▶ _Task brief_
Within the data below, state how many lines contain the string "distant". Provide the number only.

▶ _The data_
Segment Open

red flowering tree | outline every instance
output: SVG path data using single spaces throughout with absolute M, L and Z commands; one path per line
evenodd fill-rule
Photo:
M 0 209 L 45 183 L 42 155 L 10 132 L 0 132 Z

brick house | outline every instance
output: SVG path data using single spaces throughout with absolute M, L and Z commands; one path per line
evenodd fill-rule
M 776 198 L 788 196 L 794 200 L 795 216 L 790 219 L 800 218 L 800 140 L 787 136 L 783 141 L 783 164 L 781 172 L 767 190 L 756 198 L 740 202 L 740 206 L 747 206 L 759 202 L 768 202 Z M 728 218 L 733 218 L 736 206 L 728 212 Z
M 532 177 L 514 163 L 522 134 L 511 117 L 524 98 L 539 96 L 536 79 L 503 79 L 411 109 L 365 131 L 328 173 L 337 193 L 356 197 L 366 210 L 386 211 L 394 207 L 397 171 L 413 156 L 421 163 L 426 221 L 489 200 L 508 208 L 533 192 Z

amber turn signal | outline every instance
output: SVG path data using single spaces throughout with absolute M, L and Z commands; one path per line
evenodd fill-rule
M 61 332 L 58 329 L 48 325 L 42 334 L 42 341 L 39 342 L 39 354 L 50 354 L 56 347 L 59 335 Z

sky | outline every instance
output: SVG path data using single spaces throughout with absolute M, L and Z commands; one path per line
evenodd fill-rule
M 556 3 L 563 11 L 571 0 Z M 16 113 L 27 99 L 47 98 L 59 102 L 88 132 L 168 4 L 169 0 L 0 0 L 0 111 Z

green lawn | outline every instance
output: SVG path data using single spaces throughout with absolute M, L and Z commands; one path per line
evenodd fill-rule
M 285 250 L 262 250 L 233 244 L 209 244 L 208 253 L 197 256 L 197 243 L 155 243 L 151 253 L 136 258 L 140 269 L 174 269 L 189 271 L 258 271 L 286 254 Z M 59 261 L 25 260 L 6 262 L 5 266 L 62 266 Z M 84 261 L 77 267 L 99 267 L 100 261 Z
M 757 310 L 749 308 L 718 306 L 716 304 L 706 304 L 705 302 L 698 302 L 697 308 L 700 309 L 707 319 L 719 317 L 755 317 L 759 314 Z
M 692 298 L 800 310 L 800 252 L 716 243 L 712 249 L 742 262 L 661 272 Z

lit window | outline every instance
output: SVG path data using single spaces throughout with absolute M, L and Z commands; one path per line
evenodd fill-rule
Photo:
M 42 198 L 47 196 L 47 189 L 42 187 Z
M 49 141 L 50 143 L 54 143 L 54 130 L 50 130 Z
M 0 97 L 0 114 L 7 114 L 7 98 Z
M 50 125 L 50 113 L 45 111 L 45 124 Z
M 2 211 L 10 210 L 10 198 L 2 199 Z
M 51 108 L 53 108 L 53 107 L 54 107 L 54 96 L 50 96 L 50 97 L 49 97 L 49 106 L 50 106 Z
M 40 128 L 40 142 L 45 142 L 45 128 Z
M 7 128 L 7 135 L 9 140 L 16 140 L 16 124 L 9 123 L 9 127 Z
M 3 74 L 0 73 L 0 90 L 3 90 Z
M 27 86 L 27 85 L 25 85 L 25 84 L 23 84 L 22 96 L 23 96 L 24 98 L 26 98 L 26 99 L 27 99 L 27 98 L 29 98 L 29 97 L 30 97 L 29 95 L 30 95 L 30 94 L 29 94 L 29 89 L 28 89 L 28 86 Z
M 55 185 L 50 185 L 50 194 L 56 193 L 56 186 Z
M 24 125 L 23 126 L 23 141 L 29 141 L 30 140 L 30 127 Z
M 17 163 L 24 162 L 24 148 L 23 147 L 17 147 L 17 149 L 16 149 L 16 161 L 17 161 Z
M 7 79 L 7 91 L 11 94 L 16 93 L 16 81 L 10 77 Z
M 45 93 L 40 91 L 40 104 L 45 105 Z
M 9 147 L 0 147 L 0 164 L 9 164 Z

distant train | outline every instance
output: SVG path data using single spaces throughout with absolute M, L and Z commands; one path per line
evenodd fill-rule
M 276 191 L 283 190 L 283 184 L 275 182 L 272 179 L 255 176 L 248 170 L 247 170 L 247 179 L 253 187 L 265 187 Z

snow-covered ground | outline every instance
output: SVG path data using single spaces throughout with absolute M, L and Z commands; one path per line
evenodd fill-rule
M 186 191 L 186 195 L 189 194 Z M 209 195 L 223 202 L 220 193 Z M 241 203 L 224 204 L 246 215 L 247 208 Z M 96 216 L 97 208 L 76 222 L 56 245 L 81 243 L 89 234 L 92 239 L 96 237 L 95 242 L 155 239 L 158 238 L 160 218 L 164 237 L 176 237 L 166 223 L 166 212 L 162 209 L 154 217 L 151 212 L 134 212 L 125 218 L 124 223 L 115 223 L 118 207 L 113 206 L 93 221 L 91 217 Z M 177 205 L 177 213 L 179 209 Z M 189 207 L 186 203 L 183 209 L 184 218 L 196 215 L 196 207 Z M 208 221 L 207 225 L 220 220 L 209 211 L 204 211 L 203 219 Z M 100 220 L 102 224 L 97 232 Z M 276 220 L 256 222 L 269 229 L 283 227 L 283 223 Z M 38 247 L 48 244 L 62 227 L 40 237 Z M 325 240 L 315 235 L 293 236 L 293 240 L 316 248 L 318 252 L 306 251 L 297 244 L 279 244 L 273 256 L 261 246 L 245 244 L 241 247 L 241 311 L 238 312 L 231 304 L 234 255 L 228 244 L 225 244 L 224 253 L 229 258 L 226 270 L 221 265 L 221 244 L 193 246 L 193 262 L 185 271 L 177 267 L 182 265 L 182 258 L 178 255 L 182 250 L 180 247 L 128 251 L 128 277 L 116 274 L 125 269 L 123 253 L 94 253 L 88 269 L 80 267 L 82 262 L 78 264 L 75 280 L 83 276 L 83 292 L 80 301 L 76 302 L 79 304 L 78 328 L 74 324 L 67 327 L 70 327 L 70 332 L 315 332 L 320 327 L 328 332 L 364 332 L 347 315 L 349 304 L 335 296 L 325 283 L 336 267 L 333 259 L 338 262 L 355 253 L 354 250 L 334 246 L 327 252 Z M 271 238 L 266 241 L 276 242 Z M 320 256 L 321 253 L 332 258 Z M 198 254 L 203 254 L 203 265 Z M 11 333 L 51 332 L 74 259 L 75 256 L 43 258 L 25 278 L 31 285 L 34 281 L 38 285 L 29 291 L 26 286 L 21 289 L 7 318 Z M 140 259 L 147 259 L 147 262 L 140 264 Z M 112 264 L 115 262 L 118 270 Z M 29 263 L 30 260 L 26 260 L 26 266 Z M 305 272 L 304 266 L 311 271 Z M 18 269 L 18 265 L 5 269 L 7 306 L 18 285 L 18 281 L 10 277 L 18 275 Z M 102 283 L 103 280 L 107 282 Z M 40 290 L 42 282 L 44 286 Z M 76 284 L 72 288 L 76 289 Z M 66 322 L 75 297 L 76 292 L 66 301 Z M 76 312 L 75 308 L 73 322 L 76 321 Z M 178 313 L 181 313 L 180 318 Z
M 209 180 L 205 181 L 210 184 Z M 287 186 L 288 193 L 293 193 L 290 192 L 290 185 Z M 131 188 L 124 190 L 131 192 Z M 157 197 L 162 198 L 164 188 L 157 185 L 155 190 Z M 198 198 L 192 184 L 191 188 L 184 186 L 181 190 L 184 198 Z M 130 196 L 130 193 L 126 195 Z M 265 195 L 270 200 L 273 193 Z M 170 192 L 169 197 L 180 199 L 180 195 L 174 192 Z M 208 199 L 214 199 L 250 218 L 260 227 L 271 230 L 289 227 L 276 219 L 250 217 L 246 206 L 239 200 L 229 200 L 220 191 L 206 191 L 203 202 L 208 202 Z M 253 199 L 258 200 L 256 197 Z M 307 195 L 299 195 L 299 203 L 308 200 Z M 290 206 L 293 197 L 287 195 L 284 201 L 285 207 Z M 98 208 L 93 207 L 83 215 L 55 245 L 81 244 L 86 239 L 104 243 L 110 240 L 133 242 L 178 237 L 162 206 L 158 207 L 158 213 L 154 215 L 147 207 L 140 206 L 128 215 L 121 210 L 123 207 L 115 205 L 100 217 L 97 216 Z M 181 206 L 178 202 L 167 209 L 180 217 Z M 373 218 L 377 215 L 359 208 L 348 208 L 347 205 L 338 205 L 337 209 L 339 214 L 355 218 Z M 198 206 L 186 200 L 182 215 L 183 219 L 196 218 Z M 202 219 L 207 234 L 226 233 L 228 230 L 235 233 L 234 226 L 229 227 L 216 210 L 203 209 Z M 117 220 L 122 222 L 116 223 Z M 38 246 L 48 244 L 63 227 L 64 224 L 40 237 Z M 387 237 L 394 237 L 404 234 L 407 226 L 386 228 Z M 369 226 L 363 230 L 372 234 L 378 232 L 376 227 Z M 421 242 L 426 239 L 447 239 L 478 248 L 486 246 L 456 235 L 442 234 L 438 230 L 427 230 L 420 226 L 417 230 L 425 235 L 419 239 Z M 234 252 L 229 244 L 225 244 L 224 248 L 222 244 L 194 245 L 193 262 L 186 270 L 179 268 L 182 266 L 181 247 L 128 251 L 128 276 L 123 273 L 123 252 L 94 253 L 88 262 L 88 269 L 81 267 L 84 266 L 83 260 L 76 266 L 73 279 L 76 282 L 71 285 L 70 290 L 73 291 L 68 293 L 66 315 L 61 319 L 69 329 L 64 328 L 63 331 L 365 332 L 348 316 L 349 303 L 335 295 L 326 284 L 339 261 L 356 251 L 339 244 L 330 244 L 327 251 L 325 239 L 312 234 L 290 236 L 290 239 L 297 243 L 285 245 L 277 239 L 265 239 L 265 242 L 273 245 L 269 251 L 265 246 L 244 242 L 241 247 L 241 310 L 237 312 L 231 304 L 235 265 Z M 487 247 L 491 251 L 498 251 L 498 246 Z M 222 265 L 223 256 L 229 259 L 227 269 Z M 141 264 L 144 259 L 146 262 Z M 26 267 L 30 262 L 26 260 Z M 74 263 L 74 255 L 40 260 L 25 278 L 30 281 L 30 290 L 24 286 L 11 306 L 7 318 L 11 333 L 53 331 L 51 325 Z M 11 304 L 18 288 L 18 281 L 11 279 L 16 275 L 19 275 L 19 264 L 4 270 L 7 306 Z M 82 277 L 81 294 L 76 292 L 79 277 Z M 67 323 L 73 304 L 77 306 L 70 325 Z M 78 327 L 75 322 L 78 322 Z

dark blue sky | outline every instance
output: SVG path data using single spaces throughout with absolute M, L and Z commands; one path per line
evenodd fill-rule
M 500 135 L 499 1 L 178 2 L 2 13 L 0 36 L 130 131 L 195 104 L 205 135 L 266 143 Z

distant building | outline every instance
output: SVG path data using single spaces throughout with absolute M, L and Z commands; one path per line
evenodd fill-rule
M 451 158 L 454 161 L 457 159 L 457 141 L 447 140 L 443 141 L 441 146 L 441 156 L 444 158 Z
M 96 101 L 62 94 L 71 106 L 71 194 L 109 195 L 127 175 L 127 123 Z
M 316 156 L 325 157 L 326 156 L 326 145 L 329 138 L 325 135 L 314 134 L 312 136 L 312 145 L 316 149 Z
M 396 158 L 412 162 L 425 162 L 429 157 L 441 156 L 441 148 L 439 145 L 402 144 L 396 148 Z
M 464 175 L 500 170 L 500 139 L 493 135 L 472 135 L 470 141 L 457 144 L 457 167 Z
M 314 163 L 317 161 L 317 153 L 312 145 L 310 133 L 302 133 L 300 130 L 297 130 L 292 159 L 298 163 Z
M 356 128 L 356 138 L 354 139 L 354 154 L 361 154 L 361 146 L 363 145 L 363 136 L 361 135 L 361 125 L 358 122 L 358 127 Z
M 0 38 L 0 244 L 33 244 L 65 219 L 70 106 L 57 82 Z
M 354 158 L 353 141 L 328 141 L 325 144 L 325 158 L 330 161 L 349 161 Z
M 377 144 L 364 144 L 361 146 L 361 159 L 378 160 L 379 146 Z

Segment Closed

▶ _Response_
2